• _TASK DESCRIPTION_
Can you render the records as a numbered list, from the line containing "spot floating nest | bbox" through the end of the records, with both ends included? Drop any blank lines and leave the pictures out.

↓

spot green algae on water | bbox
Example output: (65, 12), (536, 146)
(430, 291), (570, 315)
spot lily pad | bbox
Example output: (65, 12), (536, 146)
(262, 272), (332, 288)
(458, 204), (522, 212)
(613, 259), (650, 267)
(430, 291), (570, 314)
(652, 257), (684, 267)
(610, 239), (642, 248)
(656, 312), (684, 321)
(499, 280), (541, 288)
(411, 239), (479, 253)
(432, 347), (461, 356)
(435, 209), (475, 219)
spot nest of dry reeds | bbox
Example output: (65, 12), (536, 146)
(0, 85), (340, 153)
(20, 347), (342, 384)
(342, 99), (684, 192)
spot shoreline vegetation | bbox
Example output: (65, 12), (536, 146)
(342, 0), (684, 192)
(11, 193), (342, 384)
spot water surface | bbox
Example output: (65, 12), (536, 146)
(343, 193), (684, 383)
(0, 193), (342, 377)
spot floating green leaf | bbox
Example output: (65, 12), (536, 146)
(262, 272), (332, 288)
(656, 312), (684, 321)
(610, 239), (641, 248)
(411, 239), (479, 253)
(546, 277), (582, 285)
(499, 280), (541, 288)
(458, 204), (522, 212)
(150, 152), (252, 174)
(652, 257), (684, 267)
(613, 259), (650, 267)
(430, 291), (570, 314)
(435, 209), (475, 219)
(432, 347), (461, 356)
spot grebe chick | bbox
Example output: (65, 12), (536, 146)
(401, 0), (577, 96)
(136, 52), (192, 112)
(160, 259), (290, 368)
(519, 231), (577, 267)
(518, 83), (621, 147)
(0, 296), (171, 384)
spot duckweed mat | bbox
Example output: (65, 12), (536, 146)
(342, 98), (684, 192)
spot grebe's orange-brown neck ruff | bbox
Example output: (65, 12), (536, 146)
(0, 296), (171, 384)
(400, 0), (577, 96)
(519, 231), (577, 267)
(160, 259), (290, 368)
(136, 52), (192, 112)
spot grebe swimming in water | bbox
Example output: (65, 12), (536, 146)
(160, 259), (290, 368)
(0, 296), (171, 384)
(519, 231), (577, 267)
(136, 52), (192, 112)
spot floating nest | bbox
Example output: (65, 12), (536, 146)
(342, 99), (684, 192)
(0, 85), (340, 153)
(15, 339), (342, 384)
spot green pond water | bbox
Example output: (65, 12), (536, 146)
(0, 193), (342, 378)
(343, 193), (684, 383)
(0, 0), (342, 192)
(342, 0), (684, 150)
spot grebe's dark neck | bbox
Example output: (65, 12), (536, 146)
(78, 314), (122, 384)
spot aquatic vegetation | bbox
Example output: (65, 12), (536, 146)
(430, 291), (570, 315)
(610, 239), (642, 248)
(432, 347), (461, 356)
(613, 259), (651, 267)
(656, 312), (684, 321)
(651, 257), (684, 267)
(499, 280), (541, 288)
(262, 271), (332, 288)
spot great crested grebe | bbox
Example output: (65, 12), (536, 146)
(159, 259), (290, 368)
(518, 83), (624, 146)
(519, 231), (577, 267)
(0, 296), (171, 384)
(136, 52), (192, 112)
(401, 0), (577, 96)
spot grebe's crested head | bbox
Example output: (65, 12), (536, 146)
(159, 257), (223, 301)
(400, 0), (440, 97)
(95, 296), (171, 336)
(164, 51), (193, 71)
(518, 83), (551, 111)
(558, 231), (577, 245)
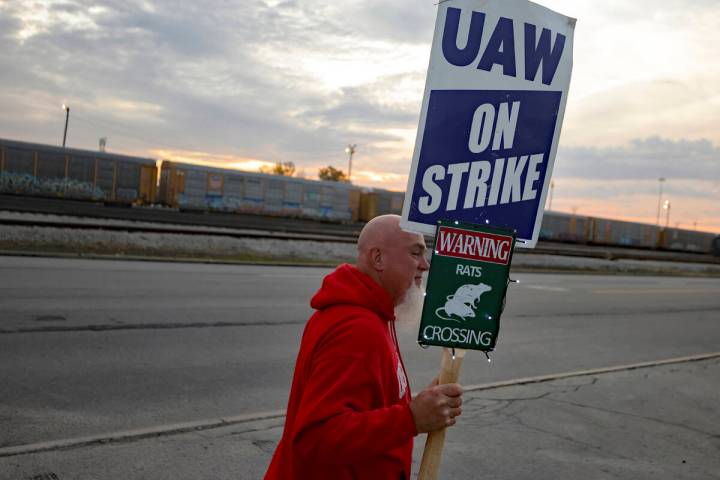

↑

• _EXERCISE OUTPUT_
1. spot floating nest | bbox
2. Example output: (65, 12), (536, 146)
3. (342, 99), (684, 192)
4. (0, 85), (340, 153)
5. (15, 339), (342, 384)
6. spot green pond water | bbox
7. Example output: (65, 12), (536, 146)
8. (0, 193), (342, 378)
9. (343, 193), (684, 383)
10. (0, 0), (342, 192)
11. (342, 0), (684, 150)
12. spot grebe's dark neck | bbox
13. Example output: (65, 12), (536, 146)
14. (78, 314), (122, 384)
15. spot aquatic vegetation | bbox
16. Example output: (65, 12), (536, 146)
17. (430, 291), (570, 315)
18. (610, 239), (642, 248)
19. (432, 347), (461, 356)
20. (613, 259), (651, 267)
21. (656, 312), (684, 321)
22. (651, 257), (684, 267)
23. (499, 280), (541, 288)
24. (262, 271), (332, 288)
25. spot great crested grebe | bbox
26. Example output: (65, 12), (536, 146)
27. (159, 259), (290, 368)
28. (518, 83), (624, 146)
29. (519, 231), (577, 267)
30. (0, 296), (171, 384)
31. (136, 52), (192, 112)
32. (401, 0), (577, 96)
33. spot grebe's crested head | bbox
34. Example output: (65, 12), (536, 146)
35. (159, 257), (223, 301)
36. (400, 0), (440, 97)
37. (95, 296), (171, 336)
38. (164, 51), (193, 71)
39. (518, 83), (551, 111)
40. (558, 231), (577, 245)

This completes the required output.